* Start Record set *
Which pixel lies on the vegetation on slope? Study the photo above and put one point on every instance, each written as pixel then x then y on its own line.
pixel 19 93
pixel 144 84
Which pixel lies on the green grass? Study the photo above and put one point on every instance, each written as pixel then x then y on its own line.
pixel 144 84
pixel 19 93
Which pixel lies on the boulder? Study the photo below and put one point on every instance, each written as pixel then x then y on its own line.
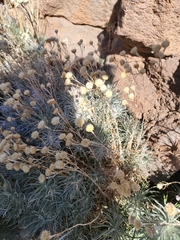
pixel 144 23
pixel 83 12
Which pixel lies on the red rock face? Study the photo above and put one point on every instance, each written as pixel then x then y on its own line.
pixel 145 23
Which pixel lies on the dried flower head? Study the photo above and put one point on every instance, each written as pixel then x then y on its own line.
pixel 79 122
pixel 59 164
pixel 55 121
pixel 134 51
pixel 126 90
pixel 35 135
pixel 89 85
pixel 133 88
pixel 69 136
pixel 165 44
pixel 85 142
pixel 33 103
pixel 68 143
pixel 119 174
pixel 137 224
pixel 68 75
pixel 131 96
pixel 160 185
pixel 113 185
pixel 131 219
pixel 135 187
pixel 41 124
pixel 51 101
pixel 89 128
pixel 108 93
pixel 123 74
pixel 67 82
pixel 44 150
pixel 62 136
pixel 25 168
pixel 48 172
pixel 124 102
pixel 150 231
pixel 27 93
pixel 170 209
pixel 41 178
pixel 21 75
pixel 45 235
pixel 83 90
pixel 122 53
pixel 103 88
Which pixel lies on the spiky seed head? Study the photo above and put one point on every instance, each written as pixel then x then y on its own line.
pixel 79 122
pixel 134 51
pixel 165 44
pixel 108 93
pixel 21 75
pixel 89 85
pixel 44 150
pixel 69 136
pixel 126 90
pixel 51 101
pixel 122 53
pixel 85 142
pixel 137 224
pixel 41 178
pixel 89 128
pixel 59 164
pixel 55 121
pixel 35 135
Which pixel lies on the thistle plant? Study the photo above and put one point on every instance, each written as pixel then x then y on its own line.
pixel 70 152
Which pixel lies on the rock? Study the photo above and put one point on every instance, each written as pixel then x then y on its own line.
pixel 70 33
pixel 144 23
pixel 83 12
pixel 156 101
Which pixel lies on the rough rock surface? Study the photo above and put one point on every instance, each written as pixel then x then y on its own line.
pixel 156 102
pixel 144 23
pixel 122 24
pixel 84 12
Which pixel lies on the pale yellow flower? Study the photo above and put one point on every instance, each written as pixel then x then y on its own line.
pixel 62 136
pixel 137 224
pixel 124 102
pixel 89 128
pixel 67 81
pixel 79 122
pixel 89 85
pixel 135 187
pixel 108 93
pixel 99 82
pixel 59 164
pixel 119 174
pixel 105 77
pixel 113 185
pixel 55 121
pixel 133 88
pixel 68 75
pixel 123 74
pixel 35 135
pixel 41 124
pixel 103 88
pixel 126 89
pixel 131 96
pixel 69 136
pixel 51 101
pixel 83 90
pixel 171 209
pixel 41 178
pixel 85 142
* End Record set *
What to work on: Give the part of the records above that opens with the line containing "Which pixel lies on the boulder?" and closes with the line containing "pixel 84 12" as a JSON list of strings, one string per line, with blank lines skipped and the pictures left out.

Solution:
[
  "Which pixel lies on the boulder? Study the photo below and put one point on every instance, each written as pixel then x then y on its own line.",
  "pixel 144 23",
  "pixel 83 12",
  "Which pixel lies on the red rock face? Study the photo above and put one point on every instance, each written as pixel then x then y on its own line.",
  "pixel 145 23",
  "Which pixel lies on the dried flower head? Study the photo above and put one point on every instance, each written as pixel then x then y on its own line.",
  "pixel 79 122",
  "pixel 59 164",
  "pixel 55 121",
  "pixel 134 51",
  "pixel 126 90",
  "pixel 35 135",
  "pixel 89 85",
  "pixel 133 88",
  "pixel 69 136",
  "pixel 165 44",
  "pixel 85 142",
  "pixel 33 103",
  "pixel 68 143",
  "pixel 119 174",
  "pixel 137 224",
  "pixel 68 75",
  "pixel 131 96",
  "pixel 160 185",
  "pixel 113 185",
  "pixel 131 219",
  "pixel 135 187",
  "pixel 41 124",
  "pixel 51 101",
  "pixel 89 128",
  "pixel 108 93",
  "pixel 123 74",
  "pixel 67 82",
  "pixel 44 150",
  "pixel 62 136",
  "pixel 25 168",
  "pixel 48 172",
  "pixel 124 102",
  "pixel 150 231",
  "pixel 27 93",
  "pixel 170 209",
  "pixel 41 178",
  "pixel 21 75",
  "pixel 45 235",
  "pixel 83 90",
  "pixel 122 53",
  "pixel 103 88",
  "Which pixel lies on the spiky seed head? Study the photo above and put one point on every instance, each written as pixel then x then y on its own line.",
  "pixel 79 122",
  "pixel 134 51",
  "pixel 165 44",
  "pixel 108 93",
  "pixel 21 75",
  "pixel 89 85",
  "pixel 44 150",
  "pixel 69 136",
  "pixel 126 90",
  "pixel 51 101",
  "pixel 122 53",
  "pixel 85 142",
  "pixel 137 224",
  "pixel 41 178",
  "pixel 89 128",
  "pixel 59 164",
  "pixel 55 121",
  "pixel 35 135",
  "Which pixel lies on the thistle plant? Study the photo above and put one point on every instance, each written as pixel then x then y on its own line.",
  "pixel 70 152",
  "Which pixel lies on the rock? Study the photo above and put one point on every instance, each written as pixel then x then y on its own line.",
  "pixel 70 33",
  "pixel 144 23",
  "pixel 83 12",
  "pixel 156 101",
  "Which pixel lies on the rough rock surface? Study the photo above and put one point on every instance, each written as pixel then x then y on its own line.",
  "pixel 156 102",
  "pixel 144 23",
  "pixel 122 24",
  "pixel 84 12"
]